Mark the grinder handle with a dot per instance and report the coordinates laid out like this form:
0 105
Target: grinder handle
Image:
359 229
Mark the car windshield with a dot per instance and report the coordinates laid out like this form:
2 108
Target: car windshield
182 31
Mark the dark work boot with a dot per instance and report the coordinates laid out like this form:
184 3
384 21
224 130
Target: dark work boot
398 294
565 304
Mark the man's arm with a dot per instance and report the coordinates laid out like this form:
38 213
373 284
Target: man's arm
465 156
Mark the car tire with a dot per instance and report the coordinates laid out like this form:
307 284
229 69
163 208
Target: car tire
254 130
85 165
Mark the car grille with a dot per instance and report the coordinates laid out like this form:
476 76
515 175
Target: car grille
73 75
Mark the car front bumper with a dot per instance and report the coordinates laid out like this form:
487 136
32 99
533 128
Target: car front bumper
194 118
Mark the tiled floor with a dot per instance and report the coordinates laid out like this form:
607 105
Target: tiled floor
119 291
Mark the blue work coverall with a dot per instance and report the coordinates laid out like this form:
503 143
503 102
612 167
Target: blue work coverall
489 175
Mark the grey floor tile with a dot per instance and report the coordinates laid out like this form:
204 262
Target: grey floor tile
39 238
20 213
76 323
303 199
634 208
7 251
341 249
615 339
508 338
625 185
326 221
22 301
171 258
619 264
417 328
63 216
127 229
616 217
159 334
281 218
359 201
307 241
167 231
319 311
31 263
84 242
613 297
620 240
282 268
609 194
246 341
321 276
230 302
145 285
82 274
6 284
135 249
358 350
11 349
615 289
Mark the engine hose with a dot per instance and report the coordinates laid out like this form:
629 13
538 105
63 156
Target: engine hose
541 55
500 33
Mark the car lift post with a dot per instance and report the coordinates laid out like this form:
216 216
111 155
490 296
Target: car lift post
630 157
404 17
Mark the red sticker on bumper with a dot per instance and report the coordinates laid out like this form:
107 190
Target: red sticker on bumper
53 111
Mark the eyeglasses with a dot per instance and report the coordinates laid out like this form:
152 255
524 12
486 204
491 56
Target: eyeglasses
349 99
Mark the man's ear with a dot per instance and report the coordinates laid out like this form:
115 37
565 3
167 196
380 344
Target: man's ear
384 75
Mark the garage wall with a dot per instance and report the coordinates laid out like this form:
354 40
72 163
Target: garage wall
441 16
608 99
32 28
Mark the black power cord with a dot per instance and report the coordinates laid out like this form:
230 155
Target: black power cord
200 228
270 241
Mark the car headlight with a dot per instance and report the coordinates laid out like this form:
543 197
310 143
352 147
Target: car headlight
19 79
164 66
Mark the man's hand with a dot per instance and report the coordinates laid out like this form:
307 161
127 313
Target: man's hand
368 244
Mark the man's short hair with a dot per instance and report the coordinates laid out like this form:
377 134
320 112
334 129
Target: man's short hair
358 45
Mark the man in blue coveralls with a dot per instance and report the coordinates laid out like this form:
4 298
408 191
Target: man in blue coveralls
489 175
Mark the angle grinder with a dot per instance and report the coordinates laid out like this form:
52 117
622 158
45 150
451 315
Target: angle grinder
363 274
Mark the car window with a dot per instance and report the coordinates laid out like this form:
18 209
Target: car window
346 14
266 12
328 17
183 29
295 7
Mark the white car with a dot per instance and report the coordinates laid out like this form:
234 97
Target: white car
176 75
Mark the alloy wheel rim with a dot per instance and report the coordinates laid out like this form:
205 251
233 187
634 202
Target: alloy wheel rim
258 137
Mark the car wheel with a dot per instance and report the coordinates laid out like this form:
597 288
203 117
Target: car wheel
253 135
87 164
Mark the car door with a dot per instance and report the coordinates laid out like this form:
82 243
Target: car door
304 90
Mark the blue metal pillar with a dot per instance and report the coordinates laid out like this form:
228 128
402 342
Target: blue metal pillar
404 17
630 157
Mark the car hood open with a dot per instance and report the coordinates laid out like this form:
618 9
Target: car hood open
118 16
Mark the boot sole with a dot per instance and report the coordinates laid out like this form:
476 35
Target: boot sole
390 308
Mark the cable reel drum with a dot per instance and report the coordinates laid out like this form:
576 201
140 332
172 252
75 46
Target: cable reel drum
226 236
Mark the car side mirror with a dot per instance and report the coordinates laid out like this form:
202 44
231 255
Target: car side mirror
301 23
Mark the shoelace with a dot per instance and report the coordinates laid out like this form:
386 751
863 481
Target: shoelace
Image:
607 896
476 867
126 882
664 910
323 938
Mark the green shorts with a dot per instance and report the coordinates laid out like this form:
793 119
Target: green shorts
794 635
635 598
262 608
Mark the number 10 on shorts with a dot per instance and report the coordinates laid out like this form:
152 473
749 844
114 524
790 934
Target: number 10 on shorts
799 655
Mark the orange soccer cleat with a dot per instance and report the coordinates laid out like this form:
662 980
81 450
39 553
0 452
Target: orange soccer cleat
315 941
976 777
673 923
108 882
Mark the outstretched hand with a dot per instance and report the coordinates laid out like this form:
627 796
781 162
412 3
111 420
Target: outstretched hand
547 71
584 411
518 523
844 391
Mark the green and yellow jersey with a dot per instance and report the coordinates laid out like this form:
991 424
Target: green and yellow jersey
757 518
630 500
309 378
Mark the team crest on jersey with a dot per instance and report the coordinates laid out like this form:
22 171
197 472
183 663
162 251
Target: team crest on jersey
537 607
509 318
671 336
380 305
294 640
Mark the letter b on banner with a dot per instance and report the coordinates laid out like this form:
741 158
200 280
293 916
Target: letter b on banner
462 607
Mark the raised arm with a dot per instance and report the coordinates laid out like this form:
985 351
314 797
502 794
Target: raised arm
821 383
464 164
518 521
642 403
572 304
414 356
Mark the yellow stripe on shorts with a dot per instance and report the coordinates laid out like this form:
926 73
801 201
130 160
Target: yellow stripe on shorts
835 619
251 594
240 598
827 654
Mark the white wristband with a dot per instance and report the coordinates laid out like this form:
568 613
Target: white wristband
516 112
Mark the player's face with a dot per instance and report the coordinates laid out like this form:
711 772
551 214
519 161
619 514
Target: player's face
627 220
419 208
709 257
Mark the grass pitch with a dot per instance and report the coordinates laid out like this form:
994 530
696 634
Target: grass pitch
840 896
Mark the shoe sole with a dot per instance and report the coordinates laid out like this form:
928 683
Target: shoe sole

_What to work on_: From the listing above, reproduce all the lines exactly.

_Complete output_:
Mark the grinder handle with a dot per instance and report the coordinates laid out like this form:
0 105
Target: grinder handle
Image:
359 229
Mark the car windshield with a dot per instance and report the coordinates laid out like this form:
2 108
Target: car windshield
182 31
Mark the dark work boot with a dot per instance and report the coordinates laid out like this form:
184 3
384 21
224 130
Target: dark work boot
398 294
565 304
Mark the man's arm with a dot per instance and report the coordinates laid out like this form:
38 213
373 284
Target: man's arm
465 156
Mark the car tire with a dot per instance and report the coordinates laid out like this form:
307 284
229 69
163 208
Target: car tire
254 130
85 165
Mark the car grille with a dot per instance and report the coordinates laid out like this form:
476 76
515 175
Target: car grille
73 75
Mark the car front bumper with a dot per instance and report the coordinates laid out like this form:
487 136
32 99
533 128
Target: car front bumper
194 118
Mark the tiled floor with a dot per instance and report the coordinates laid out like this form:
607 105
Target: tiled floor
119 291
Mark the blue work coverall with a dot per instance and report the coordinates laid out like this form:
503 143
503 102
612 167
Target: blue work coverall
489 175
Mark the grey floor tile with a dot per instance and report the coordinates laid out like this form:
204 262
Target: grey floor tile
39 238
20 213
76 323
303 199
634 208
7 251
341 249
615 339
508 338
625 185
326 221
22 301
171 258
619 264
417 328
63 216
127 229
616 217
159 334
281 218
359 201
307 241
167 231
319 311
31 263
84 242
613 297
620 240
282 268
609 194
246 341
321 276
230 302
145 285
82 274
6 284
135 249
358 350
11 349
615 289
Mark the engine hose with a dot per instance and report the coordinates laid out like this form:
629 13
538 105
63 156
Target: engine hose
541 55
500 33
Mark the car lift post with a dot per instance and report the coordinates laid out like this form:
216 216
111 155
490 296
Target: car lift post
630 157
404 17
Mark the red sticker on bumper with a dot per instance and report the coordinates laid out like this form:
107 190
Target: red sticker on bumper
53 111
Mark the eyeglasses with a dot per instance and report the coordinates laid out like this form:
152 255
524 12
486 204
491 56
Target: eyeglasses
349 99
Mark the man's ear with a dot per instance and report the coordinates laid out like this form:
115 37
565 3
167 196
380 344
Target: man's ear
384 75
Mark the garage wall with a dot per instance and report the coordinates laid out like this form:
354 40
72 163
Target: garage wall
441 16
608 99
32 28
Mark the black power cord with a dot per instance and report the coordinates laid out like this form:
230 155
Target: black power cord
200 228
270 241
Mark the car headlight with a dot per instance and report the coordinates laid out like this form:
543 197
310 143
352 147
Target: car headlight
19 79
164 66
Mark the man's hand with a dot per instance and report the coordinates laid out like this form:
307 161
127 313
Target: man's hand
368 244
Mark the man's short hair with a dot per instance and report the coordinates laid out like this form:
377 134
320 112
334 129
Target: man's short hair
358 45
Mark the man in blue coveralls with a dot per instance and report the coordinates laid out like this form:
4 298
408 191
Target: man in blue coveralls
489 175
Mark the angle grinder with a dot per instance and report the coordinates laid out like this form:
52 117
622 158
45 150
451 315
Target: angle grinder
363 274
Mark the car window with a dot per instance and report the coordinates laid out like this form:
18 209
Target: car window
346 14
266 12
328 17
183 29
295 7
Mark the white car with a dot per instance and report the coordinates laid out like this form:
234 97
Target: white car
176 75
Mark the alloy wheel rim with a dot per instance and report the coordinates laid out like this form:
205 251
233 187
634 202
Target: alloy wheel rim
258 137
Mark the car wheel with a dot per instance and report the coordinates laid out like this form:
597 288
203 117
Target: car wheel
253 135
87 164
Mark the car door with a dot per instance and report the coordinates laid out like this form:
82 243
Target: car door
304 90
Mark the blue metal pillar with a dot per instance and report the coordinates laid out like this form:
228 128
402 342
Target: blue metal pillar
404 17
630 157
Mark the car hood open with a dot per instance and report the coordinates laid out like this form:
618 9
Target: car hood open
118 16
Mark the boot sole with a dot per instance and report the coordinates laid out like this form:
476 35
Target: boot sole
390 308
Mark the cable reel drum with a dot per instance and report the coordinates laid out like this form:
576 201
140 332
172 252
75 46
Target: cable reel drum
226 236
Mark the car side mirror with a dot per instance and report the coordinates laid out like this form:
202 44
231 255
Target: car side mirror
301 23
Mark the shoelace with a dot per instance and report the coordinates laid out like this form:
386 751
863 481
Target: shoelace
Image:
607 896
476 867
126 882
664 910
323 938
Mark the green shorts with a dot per instance and report the coordinates laid out like this form:
793 119
Target: green shorts
794 635
635 598
262 608
Mark the number 10 on shorts with a dot per instance and report the coordinates laid out like this form:
152 473
749 844
114 524
790 934
Target: number 10 on shorts
799 655
Mark the orange soccer cleat with a dot per instance and report the coordinates laid out like this form:
662 980
81 450
39 553
0 452
Target: orange soccer cleat
315 941
976 777
673 923
108 882
Mark the outstretched hand with a dot per instance and report the coordinates laid out like this form:
627 796
781 162
412 3
111 420
Target: outstretched hand
547 71
584 411
518 523
844 391
Mark the green and yellow jersey with a dot per instance and report the coordinates laid out like this form:
991 424
Target: green and yellow jersey
757 518
630 500
309 378
Mark the team crest on jersey with a dot per instance and report the coordinates laid out like this form:
22 171
197 472
183 663
162 251
Target: team crest on jersey
537 607
509 318
671 336
380 305
294 640
Mark the letter b on banner with a dot per instance and report the coordinates laid out like this form:
741 158
200 280
293 916
Target: letter b on banner
462 607
Mark the raised arm with a dot per instance and report the coordinates laid out like this form:
985 351
314 797
502 794
Target: raised arm
821 383
464 164
518 521
642 403
572 304
414 356
Mark the yellow stripe on shorts with a dot per instance and report the coordinates laid out like this form:
926 73
801 201
130 160
Target: yellow stripe on shorts
835 619
251 594
240 598
827 654
Mark the white wristband with a dot per instance and report the coordinates laid out like this form:
568 613
Target: white wristband
516 112
Mark the player's face with a dot per instance and report the coordinates laid out like this form:
711 772
551 214
519 161
619 514
Target: player's face
627 220
419 208
709 257
Mark the grass pitch with a dot per instance and report the coordinates laid out like this form:
994 530
696 634
Target: grass pitch
840 896
Mark the shoe sole with a dot per instance and report the coordinates laid out like this form:
928 683
Target: shoe sole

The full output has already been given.